Rewrite the material below with every "instance" changed to "occurrence" and nothing else altered. Leave the pictures out of your answer.

(Excerpts from a point labeling dataset)
— start —

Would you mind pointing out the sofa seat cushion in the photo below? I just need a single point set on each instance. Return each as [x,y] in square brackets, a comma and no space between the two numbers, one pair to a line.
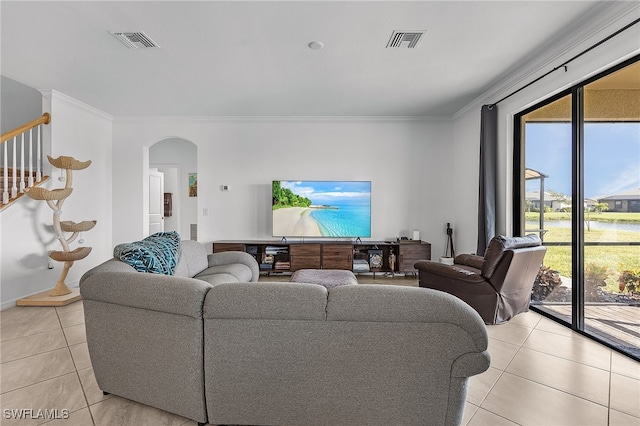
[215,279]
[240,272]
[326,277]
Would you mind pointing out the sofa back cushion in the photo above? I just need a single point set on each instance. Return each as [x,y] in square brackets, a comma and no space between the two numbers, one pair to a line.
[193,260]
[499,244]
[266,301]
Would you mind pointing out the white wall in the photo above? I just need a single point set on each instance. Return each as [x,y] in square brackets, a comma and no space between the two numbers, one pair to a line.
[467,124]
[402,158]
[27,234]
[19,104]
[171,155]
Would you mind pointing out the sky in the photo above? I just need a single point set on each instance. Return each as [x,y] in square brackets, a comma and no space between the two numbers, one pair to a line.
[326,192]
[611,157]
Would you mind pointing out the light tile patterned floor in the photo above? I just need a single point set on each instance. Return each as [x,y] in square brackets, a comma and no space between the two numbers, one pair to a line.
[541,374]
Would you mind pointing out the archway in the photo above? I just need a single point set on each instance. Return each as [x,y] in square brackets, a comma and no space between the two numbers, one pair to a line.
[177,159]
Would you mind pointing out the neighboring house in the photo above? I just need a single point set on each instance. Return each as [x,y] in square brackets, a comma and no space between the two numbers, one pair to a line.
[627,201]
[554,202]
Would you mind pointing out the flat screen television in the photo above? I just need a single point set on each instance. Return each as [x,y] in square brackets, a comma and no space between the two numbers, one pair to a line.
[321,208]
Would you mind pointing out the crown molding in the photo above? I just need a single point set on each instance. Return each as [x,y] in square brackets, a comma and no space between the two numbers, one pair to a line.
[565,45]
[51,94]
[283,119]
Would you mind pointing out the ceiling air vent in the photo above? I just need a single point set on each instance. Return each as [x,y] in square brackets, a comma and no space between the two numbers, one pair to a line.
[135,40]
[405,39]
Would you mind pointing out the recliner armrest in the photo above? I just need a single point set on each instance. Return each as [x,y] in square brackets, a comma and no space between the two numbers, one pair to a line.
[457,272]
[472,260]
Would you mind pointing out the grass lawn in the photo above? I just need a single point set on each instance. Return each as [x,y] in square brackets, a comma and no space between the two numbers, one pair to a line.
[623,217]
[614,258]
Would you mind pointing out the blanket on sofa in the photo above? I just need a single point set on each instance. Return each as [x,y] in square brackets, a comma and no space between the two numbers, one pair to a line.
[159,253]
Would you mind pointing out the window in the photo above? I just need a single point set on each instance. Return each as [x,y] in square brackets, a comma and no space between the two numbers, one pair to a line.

— end —

EXERCISE OUTPUT:
Would you mind pointing out the sofa seat cushion in the photo below? I just need a single point set on each occurrence. Return each as [x,y] in square brackets, a comma and no space between the two numbers, one pair to a line.
[215,279]
[240,272]
[326,277]
Would you mind pointing out the sofa back cushion in the photo above? I just need a single point set on each occurrence. Return each as [x,y] in square brackets, a comma and no space between the two numbers, one pair to a line.
[193,260]
[499,244]
[266,301]
Would you mind pointing out the white wall in the photo above? I just need a single point set on each occurrence. Return each as [x,y] in square brackets, a comma and no space between the two numbers, one pair to a line.
[467,124]
[402,158]
[27,234]
[19,104]
[171,155]
Would you mind pointing out the sky in the photo above? I just need a single point set on each occurrence. Return each as [x,y] in square brackets, a comma and no space between the two numbers, one pair to a line.
[326,192]
[611,157]
Would you mind pointing out the light tile patterned floor in the photo above? I just need a single point set on each occurrence. Return each as [x,y] in square brackets, a comma and no space between the two numbers, one pair to a line.
[541,374]
Would you mind pointing out the archway in the photo above? I just need a single point set on each occurrence. Return each as [x,y] in square brackets, a comma and no space between the two numbers, one pair to a line.
[177,159]
Would you mind pointing out the neighboring house in the photo above? I just need a single point set on each occurrence. Return each as [x,y] in square brackets, a comma and no space between the two numbers, one pair to a line.
[627,201]
[554,202]
Would you mind pointing out the flat screen television in the photo above? I just need a single point set on each occurrence. Return each as [x,y] in square brackets, a comma and no space between the two numbers, one pair to a line.
[321,208]
Would you mind pointing out the crown molding in the photo above? I just need a single point set on each occurrence. Return each as [x,y] in square brackets, a comma and no space between the two numbers, one pair to a line.
[565,45]
[51,94]
[283,119]
Would you mind pointing out the ceiling air vent in the photo above? I just need a single point set on each occurrence. Return each as [x,y] in square brackets, a comma and no space between the two numbers, one pair to a line.
[135,40]
[405,39]
Would you mind pointing out the recliner armrest in the photo above? I just need a single point set on each occurrence. Return each as [x,y] in square brackets, a comma and no space between the two numbers, one pair to a line.
[457,272]
[472,260]
Would you mind pointing out the grass lawn in the photo above? I just need a single point set on each occurrence. Return each as [x,y] in square brackets, a comma and no space between the two numbers, one pair to a line.
[623,217]
[614,258]
Would you mind pointing out the blanket on sofa in the photo above? I just need a single point set on each occurrence. Return each as [x,y] in square brackets, a comma and no space between the two numbers, one pair to a line.
[159,253]
Would you mind pointing out the window in the photo above? I just need a single point set on each occurrence. Return each as [x,y] in square brackets, a comma and no space between the two numbers, one pair to a line.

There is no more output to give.